▶ [Textauszug]:

Steigende Rechenleistung, das Internet sowie Unmengen an digitalisierten Daten förderten den Aufstieg der Technologie. Manche Experten glauben jedoch, dass wir nun umdenken müssen: Der aktuelle Ansatz, wobei große Datenmengen ausgenutzt werden, dürfte demnach nicht ausreichen, um ein neues Kapitel in der KI-Geschichte aufzuschlagen. Denn das Ziel ist es ja, menschenähnliche Intelligenz in Maschinen zu erreichen. Und das bleibt vorerst unerreichbar.
"Was wir getan haben, war sehr erfolgreich", sagt Bourlard. Die Grenzen des gegenwärtigen Ansatzes werden jedoch immer deutlicher, so der Wissenschaftler: "Wir fahren jeden Tag in eine Mauer."
"Solange sie nur aus Daten lernen, werden Computer nie auch nur ein Mindestmaß an Intelligenz erreichen", sagt der Forscher. Oder etwas deutlicher ausgedrückt: "Künstliche Intelligenz verfügt über keine Intelligenz."
Was wir von KI meist sehen und lesen - unter anderem von Robotern, die komplexe Spiele wie Schach oder Go meistern -, ist letztendlich nur Ingenieurskunst. Diese Maschinen sind konzipiert, um bei einer spezifischen Aufgabe hervorragende Leistungen zu erbringen; sie sind jedoch nicht in der Lage, das breite Spektrum menschlichen Verhaltens zu imitieren. "Schon nach wenigen Monaten erwerben Kinder das, was wir als gesunden Menschenverstand bezeichnen", sagt Bourlard.
Während Hollywood jedoch fortgeschrittene Androiden oder virtuelle Assistenten mit Emotionen darstellt, bleiben Anwendungen in der realen Welt in gewisser Weise begrenzt.
Laut einer Studie des Beratungsunternehmens McKinsey haben 50 % der Unternehmen KI in mindestens einer Geschäftsfunktion übernommen. Weniger als ein Viertel der Befragten gab jedoch an, dass mehr als 5 % ihres EBIT auf die Technologie entfallen.

▶ [Arbeitsauftrag 1]:
Gib aus dem Textauszug über die Grenzen der KI den Abschnitt wortgetreu wieder, beginnend bei „Laut einer Studie“ und endend bei „die Technologie entfallen.“.
▶ [Arbeitsauftrag 2]:
Schreibe den Textauszug über die Grenzen der KI im Anschluss an seinen letzten Satz weiter.
Die anschließenden Zeilen sind eigenständiges Material und gehören nicht zum Textauszug.

Gespeicherte Dateneinträge:

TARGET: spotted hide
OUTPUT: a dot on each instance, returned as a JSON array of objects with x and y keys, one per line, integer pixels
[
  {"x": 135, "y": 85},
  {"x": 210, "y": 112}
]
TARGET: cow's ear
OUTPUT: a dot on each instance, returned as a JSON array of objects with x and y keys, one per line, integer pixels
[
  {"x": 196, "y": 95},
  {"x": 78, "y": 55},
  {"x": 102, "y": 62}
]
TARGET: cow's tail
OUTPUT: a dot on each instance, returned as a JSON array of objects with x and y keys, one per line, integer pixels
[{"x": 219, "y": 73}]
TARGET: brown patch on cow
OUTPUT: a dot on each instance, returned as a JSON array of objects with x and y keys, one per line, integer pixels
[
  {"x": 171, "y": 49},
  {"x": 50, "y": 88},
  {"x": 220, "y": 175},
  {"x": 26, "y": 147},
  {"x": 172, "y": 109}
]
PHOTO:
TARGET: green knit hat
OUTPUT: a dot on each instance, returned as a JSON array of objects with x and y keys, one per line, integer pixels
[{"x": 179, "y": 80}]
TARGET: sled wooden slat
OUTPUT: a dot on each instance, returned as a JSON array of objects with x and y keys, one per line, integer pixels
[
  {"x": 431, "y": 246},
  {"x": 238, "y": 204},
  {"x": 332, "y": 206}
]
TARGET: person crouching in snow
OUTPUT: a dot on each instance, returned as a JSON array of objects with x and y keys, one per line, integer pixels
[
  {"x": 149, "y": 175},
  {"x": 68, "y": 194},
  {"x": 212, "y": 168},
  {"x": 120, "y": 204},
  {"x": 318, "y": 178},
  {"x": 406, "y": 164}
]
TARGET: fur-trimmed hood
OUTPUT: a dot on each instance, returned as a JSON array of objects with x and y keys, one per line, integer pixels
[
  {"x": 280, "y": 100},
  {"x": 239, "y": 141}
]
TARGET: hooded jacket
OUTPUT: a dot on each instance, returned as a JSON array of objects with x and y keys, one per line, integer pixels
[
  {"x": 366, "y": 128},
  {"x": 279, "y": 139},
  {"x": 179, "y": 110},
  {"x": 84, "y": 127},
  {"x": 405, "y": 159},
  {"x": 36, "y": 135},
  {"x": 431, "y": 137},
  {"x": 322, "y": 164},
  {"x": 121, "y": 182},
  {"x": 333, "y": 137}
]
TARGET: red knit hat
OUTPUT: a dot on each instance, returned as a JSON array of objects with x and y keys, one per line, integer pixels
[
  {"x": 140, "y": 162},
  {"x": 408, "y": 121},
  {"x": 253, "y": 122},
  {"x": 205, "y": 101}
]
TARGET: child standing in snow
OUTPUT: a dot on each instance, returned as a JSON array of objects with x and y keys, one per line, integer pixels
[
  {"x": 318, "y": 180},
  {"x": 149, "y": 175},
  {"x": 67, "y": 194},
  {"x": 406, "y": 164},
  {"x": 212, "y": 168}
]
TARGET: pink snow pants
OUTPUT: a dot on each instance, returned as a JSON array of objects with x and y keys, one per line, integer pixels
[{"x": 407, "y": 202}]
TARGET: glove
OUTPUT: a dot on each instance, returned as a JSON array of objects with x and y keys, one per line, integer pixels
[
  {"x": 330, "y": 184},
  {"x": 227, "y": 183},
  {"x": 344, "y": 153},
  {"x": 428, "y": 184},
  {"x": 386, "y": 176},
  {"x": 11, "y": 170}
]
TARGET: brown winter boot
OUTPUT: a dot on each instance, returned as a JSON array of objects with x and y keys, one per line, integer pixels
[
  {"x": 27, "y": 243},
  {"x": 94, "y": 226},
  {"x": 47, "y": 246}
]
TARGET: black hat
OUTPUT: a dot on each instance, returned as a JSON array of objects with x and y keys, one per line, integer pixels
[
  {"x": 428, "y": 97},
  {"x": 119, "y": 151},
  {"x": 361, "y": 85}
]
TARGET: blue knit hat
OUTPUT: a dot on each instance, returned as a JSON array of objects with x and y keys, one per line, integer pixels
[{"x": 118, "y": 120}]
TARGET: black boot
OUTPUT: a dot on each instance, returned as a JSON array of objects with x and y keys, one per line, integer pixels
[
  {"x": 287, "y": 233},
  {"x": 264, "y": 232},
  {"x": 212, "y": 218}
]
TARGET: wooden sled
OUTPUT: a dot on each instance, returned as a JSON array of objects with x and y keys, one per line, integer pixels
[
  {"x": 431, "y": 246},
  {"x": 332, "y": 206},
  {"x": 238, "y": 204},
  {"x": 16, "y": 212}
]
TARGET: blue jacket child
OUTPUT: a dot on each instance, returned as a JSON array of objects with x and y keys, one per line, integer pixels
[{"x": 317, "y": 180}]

▶ [Lösung der Aufgabe 1]:
Laut einer Studie des Beratungsunternehmens McKinsey haben 50 % der Unternehmen KI in mindestens einer Geschäftsfunktion übernommen. Weniger als ein Viertel der Befragten gab jedoch an, dass mehr als 5 % ihres EBIT auf die Technologie entfallen.

▶ [Lösung der Aufgabe 2]:
Die Bedeutung von KI für Europas Wirtschaft ist eindeutig - und fokussiert sich auf die herstellende Industrie. Mit 33 Millionen Arbeitsplätzen ist die Branche für 16 % der europäischen Wertschöpfung (BIP) verantwortlich.
Die Produktivitätsgewinne, die sich aus der Nutzung von KI ergeben könnten, haben ihren Ursprung in höherer Leistung, besserer Vorhersage von Fehlern und Ausfällen sowie einer genaueren Qualitätsprüfung und -kontrolle.
"In der physikalischen Welt müssen wir aus wenigen Daten lernen, die durch teure Experimente gewonnen wurden, um komplexe industrielle Prozesse zu steuern", erklärt Schmidhuber.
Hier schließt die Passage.